══ SELECTED EXTRACT

And we know this because your heart shows that your heart exposes
that. And then he goes on and. I cut
out a lot of this, but he goes on and he talks about how he
was tortured. He was scourged and beaten until
he was able to make this oath that he would never again read
a book by a non-Christian. Now, later in life, he backs
off from that oath. He says that it was in a vision,
you can't be held accountable for oaths that you make. in dreams. So he sort of backs off on that.
But it is that which drives him to Christ and that which makes
him really wrestle with whether he's a Christian or not. And
I think it's a good question for all of us. I mean, there's
probably no one in this room or no one that we really know
that would say they're a follower of Cicero versus Christ. But
we can think about the things that we love and where they would
fall on the priority scale. Do I love Christ more than these?

════
══ DATASET EXTRACT

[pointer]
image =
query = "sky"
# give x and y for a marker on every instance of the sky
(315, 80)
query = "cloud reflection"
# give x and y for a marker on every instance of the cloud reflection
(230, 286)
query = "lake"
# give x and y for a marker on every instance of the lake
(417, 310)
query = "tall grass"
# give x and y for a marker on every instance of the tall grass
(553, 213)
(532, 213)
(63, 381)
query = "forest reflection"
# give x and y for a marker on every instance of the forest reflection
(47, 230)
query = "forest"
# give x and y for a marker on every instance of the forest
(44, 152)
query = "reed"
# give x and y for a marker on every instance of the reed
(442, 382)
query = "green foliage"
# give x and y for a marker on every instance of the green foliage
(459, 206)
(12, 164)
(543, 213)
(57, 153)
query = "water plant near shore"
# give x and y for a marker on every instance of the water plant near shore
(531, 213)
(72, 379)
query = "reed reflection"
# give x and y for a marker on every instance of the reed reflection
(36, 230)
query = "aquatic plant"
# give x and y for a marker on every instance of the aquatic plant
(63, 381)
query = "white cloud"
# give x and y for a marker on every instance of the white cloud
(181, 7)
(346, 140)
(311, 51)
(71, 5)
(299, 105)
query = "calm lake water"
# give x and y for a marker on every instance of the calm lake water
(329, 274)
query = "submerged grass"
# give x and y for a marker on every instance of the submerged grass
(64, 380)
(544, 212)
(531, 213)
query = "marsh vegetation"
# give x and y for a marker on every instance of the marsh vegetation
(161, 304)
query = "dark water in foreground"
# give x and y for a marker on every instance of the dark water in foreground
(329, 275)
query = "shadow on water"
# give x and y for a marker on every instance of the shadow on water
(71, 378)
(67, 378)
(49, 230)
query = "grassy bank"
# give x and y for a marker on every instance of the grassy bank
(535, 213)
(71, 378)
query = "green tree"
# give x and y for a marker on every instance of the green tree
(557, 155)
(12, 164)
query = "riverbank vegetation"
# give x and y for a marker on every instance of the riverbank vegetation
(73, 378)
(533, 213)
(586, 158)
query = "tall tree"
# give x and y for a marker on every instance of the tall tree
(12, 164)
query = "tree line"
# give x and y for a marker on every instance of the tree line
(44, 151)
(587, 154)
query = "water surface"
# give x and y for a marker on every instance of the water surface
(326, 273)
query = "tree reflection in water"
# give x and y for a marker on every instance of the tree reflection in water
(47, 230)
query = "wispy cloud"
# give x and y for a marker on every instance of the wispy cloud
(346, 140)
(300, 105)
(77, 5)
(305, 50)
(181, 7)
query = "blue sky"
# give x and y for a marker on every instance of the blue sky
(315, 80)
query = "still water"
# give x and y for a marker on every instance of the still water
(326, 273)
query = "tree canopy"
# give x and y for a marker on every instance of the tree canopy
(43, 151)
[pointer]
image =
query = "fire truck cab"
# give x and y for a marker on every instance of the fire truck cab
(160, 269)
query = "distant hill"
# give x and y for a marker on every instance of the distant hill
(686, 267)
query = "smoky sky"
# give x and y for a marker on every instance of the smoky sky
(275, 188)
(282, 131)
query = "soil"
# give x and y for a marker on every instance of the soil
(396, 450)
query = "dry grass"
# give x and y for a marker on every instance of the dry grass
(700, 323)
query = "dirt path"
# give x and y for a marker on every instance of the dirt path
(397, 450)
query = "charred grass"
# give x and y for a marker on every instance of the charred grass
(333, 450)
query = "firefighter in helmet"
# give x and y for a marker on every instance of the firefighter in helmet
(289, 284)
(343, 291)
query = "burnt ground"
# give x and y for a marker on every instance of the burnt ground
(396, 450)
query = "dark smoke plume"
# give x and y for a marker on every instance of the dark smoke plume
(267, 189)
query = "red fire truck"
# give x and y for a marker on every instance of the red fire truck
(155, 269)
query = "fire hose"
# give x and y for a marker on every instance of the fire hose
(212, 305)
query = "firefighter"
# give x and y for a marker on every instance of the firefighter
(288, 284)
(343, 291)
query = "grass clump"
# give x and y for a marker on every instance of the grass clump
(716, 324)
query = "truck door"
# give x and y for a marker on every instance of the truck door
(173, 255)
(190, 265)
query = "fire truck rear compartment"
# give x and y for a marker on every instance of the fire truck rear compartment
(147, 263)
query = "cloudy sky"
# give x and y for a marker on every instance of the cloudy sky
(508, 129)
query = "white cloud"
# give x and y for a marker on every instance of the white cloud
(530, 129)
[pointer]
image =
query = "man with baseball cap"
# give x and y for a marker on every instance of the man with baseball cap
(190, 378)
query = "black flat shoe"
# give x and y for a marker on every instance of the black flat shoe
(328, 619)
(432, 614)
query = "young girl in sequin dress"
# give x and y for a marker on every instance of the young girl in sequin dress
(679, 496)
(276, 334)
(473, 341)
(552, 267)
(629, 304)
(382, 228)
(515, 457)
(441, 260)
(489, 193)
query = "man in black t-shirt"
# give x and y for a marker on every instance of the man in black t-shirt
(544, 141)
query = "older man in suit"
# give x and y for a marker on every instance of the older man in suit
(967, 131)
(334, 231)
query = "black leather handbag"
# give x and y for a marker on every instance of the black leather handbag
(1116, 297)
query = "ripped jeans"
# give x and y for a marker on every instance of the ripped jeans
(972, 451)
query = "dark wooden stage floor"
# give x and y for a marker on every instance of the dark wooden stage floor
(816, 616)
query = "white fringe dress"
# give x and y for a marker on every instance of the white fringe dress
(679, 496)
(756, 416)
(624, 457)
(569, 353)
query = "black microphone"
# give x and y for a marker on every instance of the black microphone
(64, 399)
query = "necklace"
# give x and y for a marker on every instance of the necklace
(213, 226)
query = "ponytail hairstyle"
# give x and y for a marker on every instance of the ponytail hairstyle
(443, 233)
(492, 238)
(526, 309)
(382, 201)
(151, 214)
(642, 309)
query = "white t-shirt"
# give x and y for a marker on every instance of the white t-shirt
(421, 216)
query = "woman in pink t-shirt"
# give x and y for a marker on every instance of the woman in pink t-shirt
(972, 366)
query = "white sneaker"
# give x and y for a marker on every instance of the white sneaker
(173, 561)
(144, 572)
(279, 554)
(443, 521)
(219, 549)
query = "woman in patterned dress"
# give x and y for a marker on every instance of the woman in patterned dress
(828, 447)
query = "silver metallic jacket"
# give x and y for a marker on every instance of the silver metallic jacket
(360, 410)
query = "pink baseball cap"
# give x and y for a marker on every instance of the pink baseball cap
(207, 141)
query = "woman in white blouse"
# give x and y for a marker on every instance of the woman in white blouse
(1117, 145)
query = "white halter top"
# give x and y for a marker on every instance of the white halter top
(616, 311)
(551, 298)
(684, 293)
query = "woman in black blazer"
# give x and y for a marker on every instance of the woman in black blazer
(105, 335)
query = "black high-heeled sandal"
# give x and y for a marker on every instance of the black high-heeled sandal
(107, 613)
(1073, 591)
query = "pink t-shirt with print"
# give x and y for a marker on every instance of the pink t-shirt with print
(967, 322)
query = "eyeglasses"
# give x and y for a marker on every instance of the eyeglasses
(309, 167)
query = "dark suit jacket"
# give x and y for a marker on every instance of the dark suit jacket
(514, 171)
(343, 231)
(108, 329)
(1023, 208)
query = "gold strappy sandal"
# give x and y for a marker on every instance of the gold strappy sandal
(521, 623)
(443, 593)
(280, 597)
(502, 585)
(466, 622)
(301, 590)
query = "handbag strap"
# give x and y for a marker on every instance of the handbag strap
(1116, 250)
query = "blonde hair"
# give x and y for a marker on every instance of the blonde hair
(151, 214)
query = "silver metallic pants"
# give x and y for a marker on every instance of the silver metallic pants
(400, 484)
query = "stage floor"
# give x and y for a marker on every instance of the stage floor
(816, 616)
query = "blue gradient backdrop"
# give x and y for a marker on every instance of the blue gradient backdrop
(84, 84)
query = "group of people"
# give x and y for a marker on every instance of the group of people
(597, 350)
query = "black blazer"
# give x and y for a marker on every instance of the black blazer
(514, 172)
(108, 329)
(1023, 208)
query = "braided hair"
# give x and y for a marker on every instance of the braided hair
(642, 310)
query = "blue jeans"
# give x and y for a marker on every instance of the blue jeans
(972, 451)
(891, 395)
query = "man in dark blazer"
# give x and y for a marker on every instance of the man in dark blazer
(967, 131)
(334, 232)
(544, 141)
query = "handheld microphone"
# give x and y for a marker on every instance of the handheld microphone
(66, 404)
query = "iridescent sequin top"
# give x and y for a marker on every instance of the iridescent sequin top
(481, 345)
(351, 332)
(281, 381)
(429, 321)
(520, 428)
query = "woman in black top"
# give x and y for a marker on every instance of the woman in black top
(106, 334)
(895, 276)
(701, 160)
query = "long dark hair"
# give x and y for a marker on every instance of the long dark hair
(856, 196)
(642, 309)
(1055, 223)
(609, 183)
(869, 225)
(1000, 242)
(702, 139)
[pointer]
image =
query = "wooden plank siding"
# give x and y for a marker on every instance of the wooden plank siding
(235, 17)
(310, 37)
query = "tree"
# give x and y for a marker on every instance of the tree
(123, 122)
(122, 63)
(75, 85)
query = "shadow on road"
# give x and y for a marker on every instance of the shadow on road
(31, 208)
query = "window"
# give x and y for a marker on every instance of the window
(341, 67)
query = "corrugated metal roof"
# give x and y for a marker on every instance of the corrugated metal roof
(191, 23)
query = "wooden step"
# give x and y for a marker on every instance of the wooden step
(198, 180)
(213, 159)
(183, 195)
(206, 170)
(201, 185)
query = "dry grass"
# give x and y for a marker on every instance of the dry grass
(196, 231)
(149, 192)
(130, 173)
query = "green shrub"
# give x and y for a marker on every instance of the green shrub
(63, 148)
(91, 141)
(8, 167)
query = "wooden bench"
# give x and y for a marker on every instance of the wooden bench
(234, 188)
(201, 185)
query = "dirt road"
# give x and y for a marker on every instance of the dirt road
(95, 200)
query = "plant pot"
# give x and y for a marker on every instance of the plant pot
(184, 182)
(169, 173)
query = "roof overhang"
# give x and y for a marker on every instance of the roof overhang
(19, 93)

════

REQUIRED TASKS:
1. According to the talk transcript, what was done to him until he made his oath? List each act.
2. In the talk transcript, what did he swear he would never do again?
3. Write the next part of the talk transcript, starting after "Do I love Christ more than these?"
The listing has nothing to do with the talk transcript.

ANSWERS IN ORDER:
1. He was tortured, scourged, and beaten.

2. He swore he would never again read a book by a non-Christian.

3.
Is this what I'm following or am I following Jesus? And Jerome
had to wrestle through this. So after this experience as a
young man, he ends up being driven into the wilderness. He withdrew
and he became an ascetic. He became a monk in the Syrian
desert. We're told he went southeast
of Antioch. And as he went southeast of Antioch,
he began to build on his classical education. He began to study
Hebrew. Now this is something that is
relatively rare up to this point in church history. In the ancient
world, even the Apostle Paul had what was called the Septuagint. The Septuagint is the Greek translation
of the Old Testament. So the Septuagint was widely
available through the ancient world and it would be very rare
for a scholar in the West to have access to Hebrew. It would be something very, very
foreign to them, except in the eastern side of the empire. But in the western side, Rome
and in the Latin speaking west, they would have been very familiar
with the Greek Old Testament called the Septuagint. Jerome
goes to Syria and there he begins not only to study Hebrew but
he masters Hebrew. He's somebody who has that intellectual
ability to master a language. Now, if you notice the images
on the screen, And there are hundreds of these even in medieval
illustrated manuscripts. Jerome is often shown with two
objects. One he's shown with a skull and
the second he's shown with a lion. So in those, we don't have the
skull image here unless it's like way in the background somewhere.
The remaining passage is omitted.